Rows from a dataset

▼

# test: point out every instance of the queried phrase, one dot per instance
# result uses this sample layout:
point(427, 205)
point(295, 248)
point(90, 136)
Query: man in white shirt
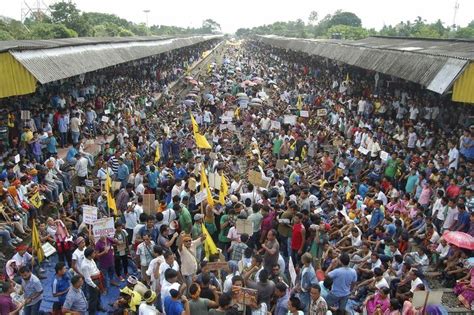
point(78, 255)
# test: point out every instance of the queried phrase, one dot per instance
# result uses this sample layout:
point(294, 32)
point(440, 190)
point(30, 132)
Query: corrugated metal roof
point(434, 64)
point(61, 60)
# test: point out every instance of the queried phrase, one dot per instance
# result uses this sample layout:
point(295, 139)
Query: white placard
point(89, 182)
point(383, 155)
point(363, 150)
point(275, 125)
point(89, 214)
point(81, 190)
point(289, 119)
point(103, 227)
point(304, 113)
point(200, 196)
point(48, 249)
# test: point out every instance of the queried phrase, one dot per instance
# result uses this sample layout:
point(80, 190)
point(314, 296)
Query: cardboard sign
point(89, 214)
point(48, 249)
point(383, 155)
point(218, 265)
point(103, 227)
point(244, 226)
point(257, 179)
point(149, 203)
point(280, 164)
point(304, 113)
point(321, 112)
point(362, 150)
point(89, 183)
point(289, 119)
point(200, 196)
point(81, 190)
point(245, 296)
point(275, 125)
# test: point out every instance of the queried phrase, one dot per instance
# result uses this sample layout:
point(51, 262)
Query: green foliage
point(49, 31)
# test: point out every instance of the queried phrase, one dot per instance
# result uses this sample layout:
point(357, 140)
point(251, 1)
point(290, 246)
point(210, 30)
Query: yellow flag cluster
point(36, 243)
point(201, 141)
point(210, 247)
point(110, 198)
point(205, 185)
point(224, 191)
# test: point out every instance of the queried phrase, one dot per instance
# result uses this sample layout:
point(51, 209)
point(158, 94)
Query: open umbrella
point(459, 239)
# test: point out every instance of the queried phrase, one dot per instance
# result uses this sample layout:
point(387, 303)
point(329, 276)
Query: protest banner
point(321, 112)
point(245, 296)
point(103, 227)
point(244, 226)
point(89, 214)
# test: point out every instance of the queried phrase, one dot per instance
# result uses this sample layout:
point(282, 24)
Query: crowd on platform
point(323, 188)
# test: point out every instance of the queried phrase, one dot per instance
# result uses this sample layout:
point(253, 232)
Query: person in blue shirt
point(175, 306)
point(153, 176)
point(122, 173)
point(71, 154)
point(377, 215)
point(343, 278)
point(61, 284)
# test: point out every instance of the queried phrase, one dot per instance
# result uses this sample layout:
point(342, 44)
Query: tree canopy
point(66, 20)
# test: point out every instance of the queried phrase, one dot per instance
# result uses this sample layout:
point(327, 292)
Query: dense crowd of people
point(344, 186)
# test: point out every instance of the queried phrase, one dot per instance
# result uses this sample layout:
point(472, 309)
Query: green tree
point(50, 31)
point(345, 18)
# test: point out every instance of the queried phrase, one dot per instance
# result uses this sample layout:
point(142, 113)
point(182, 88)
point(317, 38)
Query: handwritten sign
point(89, 214)
point(275, 125)
point(321, 112)
point(81, 190)
point(89, 183)
point(200, 196)
point(304, 113)
point(289, 119)
point(103, 227)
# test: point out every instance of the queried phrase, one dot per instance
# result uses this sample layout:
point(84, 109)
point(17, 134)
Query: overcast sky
point(248, 13)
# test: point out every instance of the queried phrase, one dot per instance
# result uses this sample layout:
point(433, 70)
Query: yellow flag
point(205, 185)
point(36, 243)
point(36, 200)
point(157, 153)
point(299, 104)
point(110, 198)
point(224, 191)
point(201, 141)
point(210, 247)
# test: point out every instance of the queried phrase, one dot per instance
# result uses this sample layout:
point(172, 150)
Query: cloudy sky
point(247, 13)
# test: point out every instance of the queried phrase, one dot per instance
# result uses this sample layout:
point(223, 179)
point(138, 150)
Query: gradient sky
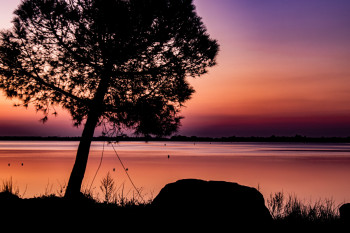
point(283, 69)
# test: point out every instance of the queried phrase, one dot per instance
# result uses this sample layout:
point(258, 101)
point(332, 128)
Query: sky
point(283, 69)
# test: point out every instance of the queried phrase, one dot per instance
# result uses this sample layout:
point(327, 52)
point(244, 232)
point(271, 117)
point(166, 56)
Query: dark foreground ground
point(54, 214)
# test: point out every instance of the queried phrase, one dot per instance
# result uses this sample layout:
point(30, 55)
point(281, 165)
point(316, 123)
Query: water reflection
point(307, 170)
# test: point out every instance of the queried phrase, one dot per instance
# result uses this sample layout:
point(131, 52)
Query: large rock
point(212, 201)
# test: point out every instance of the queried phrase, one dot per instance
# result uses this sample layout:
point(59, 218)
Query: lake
point(311, 171)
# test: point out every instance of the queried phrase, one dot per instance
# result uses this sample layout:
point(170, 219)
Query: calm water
point(311, 171)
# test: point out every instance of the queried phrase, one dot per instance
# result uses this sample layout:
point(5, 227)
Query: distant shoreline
point(297, 138)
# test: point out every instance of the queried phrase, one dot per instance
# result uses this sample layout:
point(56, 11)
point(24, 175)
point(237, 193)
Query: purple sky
point(283, 69)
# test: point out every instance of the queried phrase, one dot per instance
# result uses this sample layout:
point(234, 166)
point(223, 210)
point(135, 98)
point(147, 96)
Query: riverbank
point(52, 213)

▲

Problem to solve: Convert every line of all the records above into a numbered list, skipping blank lines. Leave the pictures out of your answer.

Expected answer:
1. # test: point out every instance of the queried phrase, one dot per instance
2. # result uses this sample layout:
3. point(427, 205)
4. point(295, 248)
5. point(90, 136)
6. Query: man in white shirt
7. point(78, 255)
8. # test: point out every instance of the queried phrase, one dot per instance
9. # result uses this sample layout:
10. point(294, 32)
11. point(440, 190)
12. point(30, 132)
13. Query: corrugated metal roof
14. point(434, 64)
15. point(61, 60)
16. # test: point out every instance of the queried phrase, one dot per instance
17. # result uses this sample layout:
18. point(295, 139)
19. Query: white placard
20. point(89, 182)
21. point(383, 155)
22. point(363, 150)
23. point(275, 125)
24. point(89, 214)
25. point(81, 190)
26. point(289, 119)
27. point(103, 227)
28. point(304, 113)
29. point(200, 196)
30. point(48, 249)
31. # test: point out every instance of the queried phrase, one dot per instance
32. # result uses this sample layout:
33. point(80, 190)
34. point(314, 296)
35. Query: cardboard sign
36. point(89, 214)
37. point(48, 249)
38. point(383, 155)
39. point(218, 265)
40. point(103, 227)
41. point(244, 226)
42. point(257, 179)
43. point(149, 203)
44. point(280, 164)
45. point(304, 113)
46. point(321, 112)
47. point(362, 150)
48. point(89, 183)
49. point(289, 119)
50. point(200, 196)
51. point(81, 190)
52. point(245, 296)
53. point(275, 125)
54. # test: point out every instance of the queried phrase, one dot per instance
55. # result uses this sample layout:
56. point(51, 262)
57. Query: green foliage
58. point(49, 31)
59. # test: point out every instance of the queried phrase, one dot per instance
60. # result uses this sample layout:
61. point(357, 140)
62. point(251, 1)
63. point(290, 246)
64. point(210, 30)
65. Query: yellow flag cluster
66. point(36, 243)
67. point(201, 141)
68. point(210, 247)
69. point(110, 198)
70. point(205, 185)
71. point(224, 191)
72. # test: point out every instance of the queried phrase, one dot per instance
73. # result uses this sample layout:
74. point(51, 209)
75. point(158, 94)
76. Query: open umbrella
77. point(459, 239)
78. # test: point out every instance of the queried phrase, one dot per instance
79. # result uses this sample layout:
80. point(387, 303)
81. point(329, 276)
82. Query: protest banner
83. point(321, 112)
84. point(245, 296)
85. point(103, 227)
86. point(244, 226)
87. point(89, 214)
88. # test: point out every instance of the queried phrase, one dot per instance
89. # result uses this sample layout:
90. point(282, 24)
91. Query: crowd on platform
92. point(323, 188)
93. # test: point out every instance of the queried phrase, one dot per instance
94. # result uses this sample layout:
95. point(253, 232)
96. Query: person in blue shirt
97. point(175, 306)
98. point(153, 176)
99. point(122, 173)
100. point(71, 154)
101. point(377, 215)
102. point(343, 278)
103. point(61, 284)
104. # test: point out every instance of the queried phrase, one dot per instance
105. # result uses this sample layout:
106. point(342, 44)
107. Query: tree canopy
108. point(66, 20)
109. # test: point out every instance of the queried phrase, one dot per instance
110. # result uses this sample layout:
111. point(327, 292)
112. Query: dense crowd of people
113. point(344, 186)
114. # test: point out every instance of the queried phrase, one dot per instance
115. # result uses this sample layout:
116. point(472, 309)
117. Query: green tree
118. point(50, 31)
119. point(345, 18)
120. # test: point out every instance of the queried phrase, one dot per instance
121. # result uses this sample layout:
122. point(142, 113)
123. point(182, 88)
124. point(317, 38)
125. Query: handwritten sign
126. point(89, 214)
127. point(275, 125)
128. point(321, 112)
129. point(81, 190)
130. point(89, 183)
131. point(200, 196)
132. point(304, 113)
133. point(289, 119)
134. point(103, 227)
135. # test: point out every instance of the queried phrase, one dot per instance
136. # result uses this sample layout:
137. point(84, 109)
138. point(17, 134)
139. Query: overcast sky
140. point(248, 13)
141. # test: point out every instance of the queried phrase, one dot per instance
142. # result uses this sample layout:
143. point(433, 70)
144. Query: yellow flag
145. point(205, 185)
146. point(36, 243)
147. point(36, 200)
148. point(157, 153)
149. point(299, 104)
150. point(110, 198)
151. point(224, 191)
152. point(201, 141)
153. point(210, 247)
154. # test: point out every instance of the queried phrase, one dot per instance
155. # result uses this sample layout:
156. point(172, 150)
157. Query: cloudy sky
158. point(247, 13)
159. # test: point out every instance of the queried phrase, one dot per instance
160. # result uses this sample layout:
161. point(223, 179)
162. point(138, 150)
163. Query: gradient sky
164. point(283, 69)
165. # test: point out every instance of the queried phrase, one dot per instance
166. # result uses this sample layout:
167. point(258, 101)
168. point(332, 128)
169. Query: sky
170. point(283, 69)
171. # test: point out every instance of the queried phrase, one dot per instance
172. # result uses this sample layout:
173. point(327, 52)
174. point(244, 232)
175. point(271, 117)
176. point(166, 56)
177. Query: dark foreground ground
178. point(54, 214)
179. # test: point out every instance of the queried phrase, one dot per instance
180. # result uses this sample layout:
181. point(30, 55)
182. point(281, 165)
183. point(316, 123)
184. Query: water reflection
185. point(307, 170)
186. # test: point out every instance of the queried phrase, one dot per instance
187. # result uses this sample layout:
188. point(131, 52)
189. Query: large rock
190. point(212, 201)
191. # test: point out every instance of the queried phrase, one dot per instance
192. # result uses this sample layout:
193. point(59, 218)
194. Query: lake
195. point(311, 171)
196. # test: point out every instance of the queried phrase, one dot per instance
197. # result uses this sample layout:
198. point(170, 219)
199. Query: calm water
200. point(311, 171)
201. # test: point out every instance of the queried phrase, one dot per instance
202. # result uses this sample layout:
203. point(5, 227)
204. Query: distant shoreline
205. point(297, 138)
206. # test: point out every instance of the queried phrase, one dot per instance
207. # result uses this sample layout:
208. point(56, 11)
209. point(24, 175)
210. point(237, 193)
211. Query: purple sky
212. point(283, 69)
213. # test: point out every instance of the queried phrase, one dot per instance
214. # result uses this sample layout:
215. point(234, 166)
216. point(223, 210)
217. point(135, 98)
218. point(147, 96)
219. Query: riverbank
220. point(52, 213)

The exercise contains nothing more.